[Dataset entries]
══════════

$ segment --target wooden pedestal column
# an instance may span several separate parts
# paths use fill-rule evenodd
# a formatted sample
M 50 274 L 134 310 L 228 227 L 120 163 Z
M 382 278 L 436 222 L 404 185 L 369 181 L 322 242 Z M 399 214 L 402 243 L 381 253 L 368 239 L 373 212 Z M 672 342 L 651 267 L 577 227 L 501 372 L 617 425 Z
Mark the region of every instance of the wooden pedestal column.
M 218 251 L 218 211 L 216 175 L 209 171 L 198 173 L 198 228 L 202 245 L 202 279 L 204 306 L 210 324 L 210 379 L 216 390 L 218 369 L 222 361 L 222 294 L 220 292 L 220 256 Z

══════════

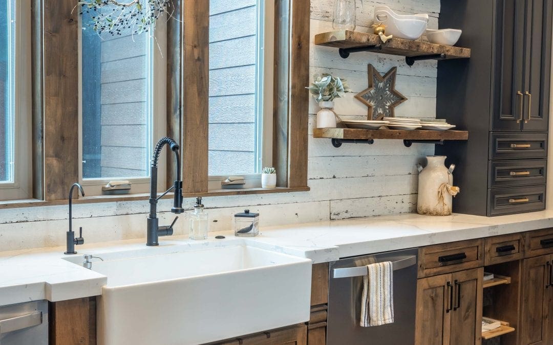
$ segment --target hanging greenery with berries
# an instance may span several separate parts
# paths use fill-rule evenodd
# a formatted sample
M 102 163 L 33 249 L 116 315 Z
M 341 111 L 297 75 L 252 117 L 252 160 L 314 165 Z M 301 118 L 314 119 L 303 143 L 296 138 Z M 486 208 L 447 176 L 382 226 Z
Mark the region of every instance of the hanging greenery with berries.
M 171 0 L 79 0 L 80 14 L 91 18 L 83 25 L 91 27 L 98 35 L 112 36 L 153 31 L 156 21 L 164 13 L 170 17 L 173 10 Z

══════════

_TASK_
Swap "hanging greenery" for "trailing foliage" in everything from the line containing "--target hanging greenery with berries" down to the line containing "M 171 0 L 79". Write out only those lines, with nothing else changed.

_EXERCISE SOLUTION_
$ segment --target trailing foliage with berries
# an instance may span several separate parts
# paths use fill-rule evenodd
# a formatted sample
M 102 163 L 33 249 L 116 315 Z
M 341 111 L 297 75 L 252 117 L 252 160 L 314 165 Z M 301 118 L 314 119 L 303 143 L 296 138 Z M 486 208 L 447 176 L 382 226 Z
Mark the region of every instance of the trailing foliage with berries.
M 171 0 L 79 0 L 80 14 L 91 18 L 83 25 L 91 27 L 98 35 L 112 36 L 153 31 L 156 21 L 164 13 L 170 17 L 173 10 Z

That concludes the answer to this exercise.